• _Study questions_:
- a) Answer these from the passage on coronary artery disease and catheter treatment:
(i) What does plaque typically consist of?
(ii) What special type of X-ray imaging is used to see the coronary arteries once the dye is delivered?
(iii) What term is given to a stent that is not aligned correctly with the walls of the artery?
- b) Write the next paragraph of the passage on coronary artery disease and catheter treatment, starting after its final sentence.

Start of Passage provided

The present disclosure relates generally to an intravascular catheter and to a method for using an intravascular catheter for modeling the geometry of blood vessels.
Cardiovascular Disease is a leading health problem in the developed world, with Coronary Artery Disease (CAD) being a particularly important problem. CAD typically occurs when part of the smooth, elastic lining inside a coronary artery becomes hardened, stiffened, and swollen with plaque. Plaque typically consists of calcium deposits, fatty deposits, and abnormal inflammatory cells. The formation of a plaque is termed Atherosclerosis. This plaque can cause an obstruction to the supply of oxygenated blood to the heart muscle and can cause chest pain (angina), and ultimately lead to heart attack and death.
The field of Interventional Cardiology is a branch of cardiology that deals specifically with catheter based treatments of structural heart diseases such as CAD. During a procedure known as Percutaneous Coronary Intervention (PCI) a catheter is inserted into a major systemic artery in either the groin or the arm and guided towards the entrance to the coronary tree. This catheter takes the form of a thin tube, through which a radio-opaque dye may be delivered into the bloodstream, allowing for visualization of the coronary arteries using a special type of X-ray imaging called Fluoroscopy.
If the vessel narrowing is deemed severe enough, a common treatment is the insertion of a stent to increase the diameter of the artery. To place the stent, another catheter is threaded through the blood vessels via a guidewire into the heart where the coronary artery is narrowed by plaque. When the catheter is in place, a balloon tip covered with a stent is inflated. The balloon tip compresses the plaque and expands the stent. Once the plaque is compressed and the stent is in place, the balloon is deflated and withdrawn with the catheter. The stent stays in the artery, holding the artery open. If the stent is not aligned correctly with the walls of the artery, termed incomplete stent apposition (ISA), there is an increased risk of long term negative outcomes such as myocardial infarction and stent thrombosis.

End of Passage provided
Start of Dataset entries

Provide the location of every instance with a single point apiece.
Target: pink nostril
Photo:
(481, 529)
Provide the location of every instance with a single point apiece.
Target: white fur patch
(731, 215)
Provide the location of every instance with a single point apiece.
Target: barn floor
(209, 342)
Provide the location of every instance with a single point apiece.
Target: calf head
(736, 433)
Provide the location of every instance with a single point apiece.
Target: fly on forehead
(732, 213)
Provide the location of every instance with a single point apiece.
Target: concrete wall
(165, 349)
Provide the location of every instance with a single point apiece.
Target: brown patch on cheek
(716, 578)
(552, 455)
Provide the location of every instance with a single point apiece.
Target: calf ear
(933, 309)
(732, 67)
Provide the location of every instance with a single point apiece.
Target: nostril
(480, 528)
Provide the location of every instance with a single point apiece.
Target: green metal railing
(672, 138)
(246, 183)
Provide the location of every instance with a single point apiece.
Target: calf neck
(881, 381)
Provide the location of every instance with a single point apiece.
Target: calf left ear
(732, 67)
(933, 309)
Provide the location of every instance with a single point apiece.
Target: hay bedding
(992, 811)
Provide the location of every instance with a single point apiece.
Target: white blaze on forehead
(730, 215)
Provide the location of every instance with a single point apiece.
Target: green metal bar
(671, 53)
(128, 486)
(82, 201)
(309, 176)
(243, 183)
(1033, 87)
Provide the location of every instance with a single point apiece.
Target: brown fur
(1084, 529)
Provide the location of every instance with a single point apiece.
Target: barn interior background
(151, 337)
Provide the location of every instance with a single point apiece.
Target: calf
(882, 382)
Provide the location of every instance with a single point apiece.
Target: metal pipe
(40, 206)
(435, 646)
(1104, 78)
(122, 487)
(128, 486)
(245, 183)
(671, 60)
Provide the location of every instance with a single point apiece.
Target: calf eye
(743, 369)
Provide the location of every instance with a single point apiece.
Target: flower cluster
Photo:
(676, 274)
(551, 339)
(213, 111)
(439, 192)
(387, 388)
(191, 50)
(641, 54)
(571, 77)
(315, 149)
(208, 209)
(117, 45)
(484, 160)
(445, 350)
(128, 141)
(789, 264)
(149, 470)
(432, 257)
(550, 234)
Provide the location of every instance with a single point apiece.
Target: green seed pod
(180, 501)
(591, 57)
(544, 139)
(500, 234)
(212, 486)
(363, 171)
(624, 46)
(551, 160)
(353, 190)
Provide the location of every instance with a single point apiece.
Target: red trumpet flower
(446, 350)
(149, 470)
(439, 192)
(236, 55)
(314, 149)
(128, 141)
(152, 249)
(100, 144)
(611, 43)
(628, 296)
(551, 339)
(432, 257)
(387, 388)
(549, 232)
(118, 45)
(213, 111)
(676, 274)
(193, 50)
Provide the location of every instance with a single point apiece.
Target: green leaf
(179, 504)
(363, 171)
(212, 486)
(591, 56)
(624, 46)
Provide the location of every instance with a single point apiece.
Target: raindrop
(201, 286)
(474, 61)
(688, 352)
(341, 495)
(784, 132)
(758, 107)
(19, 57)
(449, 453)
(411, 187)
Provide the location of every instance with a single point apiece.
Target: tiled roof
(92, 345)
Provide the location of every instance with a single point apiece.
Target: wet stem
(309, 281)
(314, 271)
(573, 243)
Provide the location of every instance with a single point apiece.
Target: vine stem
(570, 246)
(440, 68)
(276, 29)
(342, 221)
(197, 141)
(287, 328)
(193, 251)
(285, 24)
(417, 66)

End of Dataset entries

• _Answers for each item_:
- a)
(i) Calcium deposits, fatty deposits, and abnormal inflammatory cells.
(ii) Fluoroscopy.
(iii) Incomplete stent apposition (ISA).

- b)
One of the challenges in this field is accurately assessing the state of disease in a patient's coronary arteries. Coronary angiograms are commonly used by clinicians to manually identify and quantify the degree of a stenosis, wherever they may appear. Given an angiogram's finite resolution, the fact that they are 2D projections of a complex three-dimensional (3D) structure, and the fact that a stenosis can reduce the amount of contrast agent flowing through a stenosis, reducing its visibility, has meant that in many cases other catheter based imaging techniques are used. These techniques include Intravascular Ultrasound (IVUS) or Intravascular Optical Coherence Tomgraphy (OCT), that acquire images of an artery and stenosis from the interior of the artery using an imaging sensor located at the catheter tip. Although these modalities provide much higher resolution images of the interior of an artery, they do not acquire any information about the 3D position and orientation of the catheter tip while the images are being acquired (e.g., if an OCT dataset is acquired while retracting the imaging sensor through a tortuous curved arterial branch, this could not be ascertained by examining the images).